**GIVEN PROBLEM 1:** In the biography of Yi Huan, what was the title of her first professional manhua?
**GIVEN PROBLEM 2:** Using the biography of Yi Huan, explain in one to three sentences the steps that took her from law school to a career as a professional comics creator.
**GIVEN PROBLEM 3:** From the biography of Yi Huan, output the passage that begins at the words "Yi Huan (; born" and stops after the words "in Margret (瑪格麗特)".

**PAGE:**
━━━━━━━━
Yi Huan (; born 19 October 1969), occasionally credited as I-Huan, is a Taiwanese comic creator of manhua aimed at girls.  She has written and illustrated many series, two of which have been licensed for publication in English.

Biography
Yi was born October 19, 1969, in Keelung, Taiwan. After graduating from law school in 1992, she joined the staff of Tong Li Comics as an editor. In 1994, she won a contest for new artists and then began her career as a professional comics creator. Her first professional manhua, Proclaiming and Loving, was published in 1995.

Publications
Yi has written and illustrated numerous manhua, many published by Tong Li.  Titles include:
 Close To My Sweetheart (甜心零距離), currently serialized in Margret (瑪格麗特)
━━━━━━━━
**GIVEN DATA:**
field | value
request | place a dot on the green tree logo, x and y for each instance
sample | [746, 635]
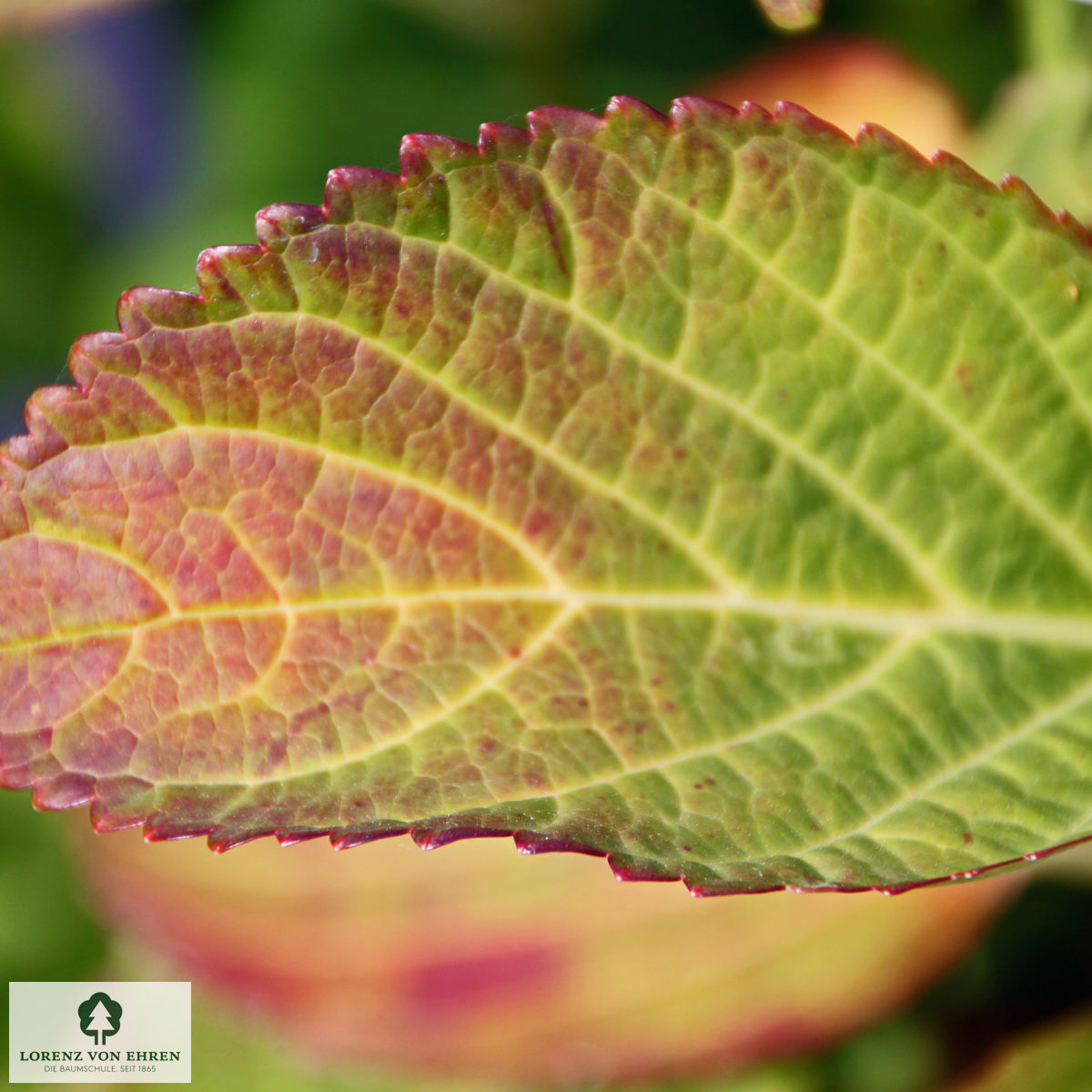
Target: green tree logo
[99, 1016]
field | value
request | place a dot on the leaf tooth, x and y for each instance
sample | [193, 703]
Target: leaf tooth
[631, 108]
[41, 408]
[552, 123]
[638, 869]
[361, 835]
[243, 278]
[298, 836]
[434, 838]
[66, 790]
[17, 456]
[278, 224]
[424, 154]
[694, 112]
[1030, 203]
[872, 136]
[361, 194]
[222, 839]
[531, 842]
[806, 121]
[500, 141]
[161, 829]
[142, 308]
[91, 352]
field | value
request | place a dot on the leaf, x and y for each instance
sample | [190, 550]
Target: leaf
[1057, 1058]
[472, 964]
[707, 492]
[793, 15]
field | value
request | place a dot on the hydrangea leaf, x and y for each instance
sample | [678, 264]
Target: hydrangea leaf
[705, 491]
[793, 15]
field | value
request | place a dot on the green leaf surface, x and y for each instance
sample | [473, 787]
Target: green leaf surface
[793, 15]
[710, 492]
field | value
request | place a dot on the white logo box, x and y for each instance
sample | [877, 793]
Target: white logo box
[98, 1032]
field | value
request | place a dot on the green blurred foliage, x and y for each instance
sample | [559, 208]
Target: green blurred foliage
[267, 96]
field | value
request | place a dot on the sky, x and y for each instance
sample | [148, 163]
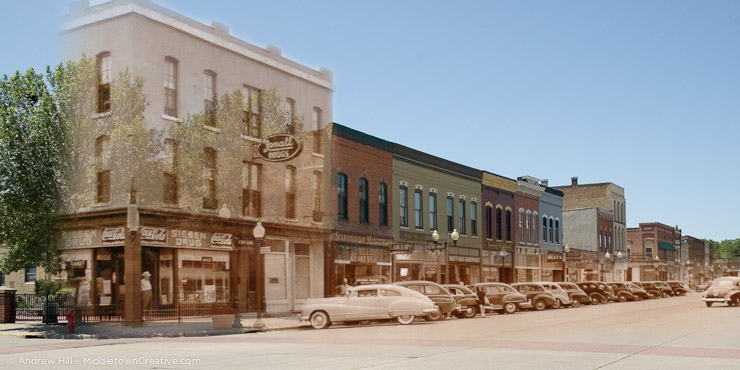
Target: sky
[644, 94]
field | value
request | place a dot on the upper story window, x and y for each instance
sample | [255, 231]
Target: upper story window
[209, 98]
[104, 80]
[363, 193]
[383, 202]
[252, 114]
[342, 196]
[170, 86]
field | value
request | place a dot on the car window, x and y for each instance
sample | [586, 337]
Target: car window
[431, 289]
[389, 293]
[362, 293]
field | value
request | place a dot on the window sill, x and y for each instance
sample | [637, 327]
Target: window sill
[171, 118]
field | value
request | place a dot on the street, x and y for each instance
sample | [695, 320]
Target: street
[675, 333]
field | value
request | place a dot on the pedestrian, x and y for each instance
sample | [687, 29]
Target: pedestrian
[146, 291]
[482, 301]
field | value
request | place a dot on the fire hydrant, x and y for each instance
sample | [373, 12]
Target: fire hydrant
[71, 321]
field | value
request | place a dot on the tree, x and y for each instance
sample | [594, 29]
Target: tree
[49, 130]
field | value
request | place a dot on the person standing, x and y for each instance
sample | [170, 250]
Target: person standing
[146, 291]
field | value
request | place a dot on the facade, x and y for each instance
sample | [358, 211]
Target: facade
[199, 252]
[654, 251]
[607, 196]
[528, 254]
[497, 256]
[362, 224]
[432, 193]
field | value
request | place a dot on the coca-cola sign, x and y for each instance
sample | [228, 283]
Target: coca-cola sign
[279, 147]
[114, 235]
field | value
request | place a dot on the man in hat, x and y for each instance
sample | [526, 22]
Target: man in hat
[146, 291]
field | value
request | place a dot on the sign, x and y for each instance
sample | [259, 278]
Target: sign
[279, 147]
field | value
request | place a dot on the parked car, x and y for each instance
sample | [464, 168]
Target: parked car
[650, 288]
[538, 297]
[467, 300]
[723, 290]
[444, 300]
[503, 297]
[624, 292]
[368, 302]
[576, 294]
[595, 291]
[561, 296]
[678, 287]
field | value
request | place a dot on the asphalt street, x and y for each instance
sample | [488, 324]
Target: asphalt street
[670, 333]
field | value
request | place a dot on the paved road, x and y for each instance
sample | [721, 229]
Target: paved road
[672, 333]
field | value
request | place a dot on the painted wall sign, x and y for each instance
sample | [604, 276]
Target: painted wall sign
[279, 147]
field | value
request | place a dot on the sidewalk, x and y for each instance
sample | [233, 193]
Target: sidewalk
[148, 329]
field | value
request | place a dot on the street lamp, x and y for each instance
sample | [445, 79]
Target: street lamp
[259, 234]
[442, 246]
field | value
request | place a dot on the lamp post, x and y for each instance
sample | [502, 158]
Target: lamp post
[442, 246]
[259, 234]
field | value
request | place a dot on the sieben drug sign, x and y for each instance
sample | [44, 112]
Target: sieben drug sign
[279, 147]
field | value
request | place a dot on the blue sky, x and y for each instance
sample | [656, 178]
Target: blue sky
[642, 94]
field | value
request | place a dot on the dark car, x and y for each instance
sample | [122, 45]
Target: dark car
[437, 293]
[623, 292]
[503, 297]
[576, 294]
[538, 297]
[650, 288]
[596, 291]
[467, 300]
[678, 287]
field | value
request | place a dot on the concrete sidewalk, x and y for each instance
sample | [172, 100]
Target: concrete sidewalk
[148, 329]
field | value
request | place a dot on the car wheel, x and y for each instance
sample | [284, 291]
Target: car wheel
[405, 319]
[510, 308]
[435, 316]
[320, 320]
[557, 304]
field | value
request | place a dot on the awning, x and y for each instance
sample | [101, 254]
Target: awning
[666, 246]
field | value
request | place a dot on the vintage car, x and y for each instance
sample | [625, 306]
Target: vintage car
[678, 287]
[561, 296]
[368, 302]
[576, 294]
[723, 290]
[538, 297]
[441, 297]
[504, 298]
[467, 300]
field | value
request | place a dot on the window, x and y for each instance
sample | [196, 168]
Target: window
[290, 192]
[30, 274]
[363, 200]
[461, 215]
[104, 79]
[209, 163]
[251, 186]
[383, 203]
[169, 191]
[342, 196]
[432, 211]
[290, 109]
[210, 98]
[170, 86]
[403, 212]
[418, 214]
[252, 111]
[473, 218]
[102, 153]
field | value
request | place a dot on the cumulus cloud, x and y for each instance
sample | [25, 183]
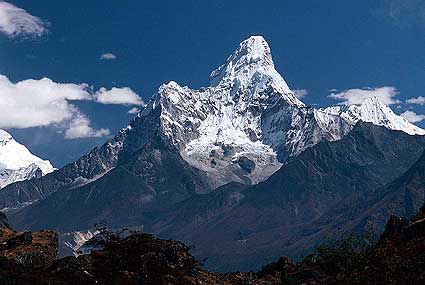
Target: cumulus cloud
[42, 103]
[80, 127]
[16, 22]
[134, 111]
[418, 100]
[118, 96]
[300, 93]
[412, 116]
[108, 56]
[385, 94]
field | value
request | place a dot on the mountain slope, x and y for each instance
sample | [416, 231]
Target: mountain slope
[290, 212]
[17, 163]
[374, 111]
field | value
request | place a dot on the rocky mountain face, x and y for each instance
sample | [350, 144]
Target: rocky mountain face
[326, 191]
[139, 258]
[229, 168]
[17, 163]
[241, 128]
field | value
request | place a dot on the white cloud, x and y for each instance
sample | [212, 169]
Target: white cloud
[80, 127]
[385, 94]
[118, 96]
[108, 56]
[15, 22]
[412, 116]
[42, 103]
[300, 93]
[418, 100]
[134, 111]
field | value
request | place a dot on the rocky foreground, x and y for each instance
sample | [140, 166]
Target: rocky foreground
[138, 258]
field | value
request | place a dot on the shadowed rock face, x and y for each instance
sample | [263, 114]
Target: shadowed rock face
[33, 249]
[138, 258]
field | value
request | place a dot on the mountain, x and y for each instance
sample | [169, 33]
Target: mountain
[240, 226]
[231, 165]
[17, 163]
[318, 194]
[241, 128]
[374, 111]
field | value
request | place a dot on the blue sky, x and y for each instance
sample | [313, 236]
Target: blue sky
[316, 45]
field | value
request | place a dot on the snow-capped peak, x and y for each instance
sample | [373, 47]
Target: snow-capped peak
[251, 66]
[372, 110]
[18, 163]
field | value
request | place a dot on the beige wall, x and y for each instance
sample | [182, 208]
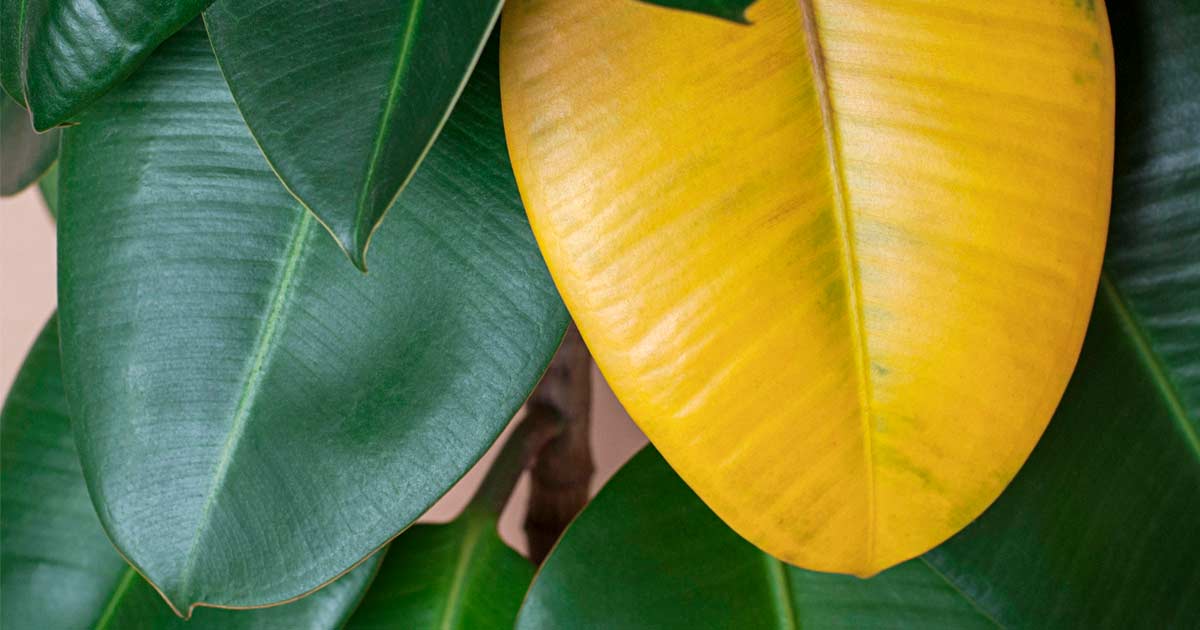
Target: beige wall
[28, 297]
━━━━━━━━
**FULL ANSWER 1:** Her first professional manhua was Proclaiming and Loving, published in 1995.

**FULL ANSWER 2:** After graduating from law school in 1992, Yi joined the staff of Tong Li Comics as an editor. In 1994 she won a contest for new artists and then began her career as a professional comics creator.

**FULL ANSWER 3:**
Yi Huan (; born 19 October 1969), occasionally credited as I-Huan, is a Taiwanese comic creator of manhua aimed at girls.  She has written and illustrated many series, two of which have been licensed for publication in English.

Biography
Yi was born October 19, 1969, in Keelung, Taiwan. After graduating from law school in 1992, she joined the staff of Tong Li Comics as an editor. In 1994, she won a contest for new artists and then began her career as a professional comics creator. Her first professional manhua, Proclaiming and Loving, was published in 1995.

Publications
Yi has written and illustrated numerous manhua, many published by Tong Li.  Titles include:
 Close To My Sweetheart (甜心零距離), currently serialized in Margret (瑪格麗特)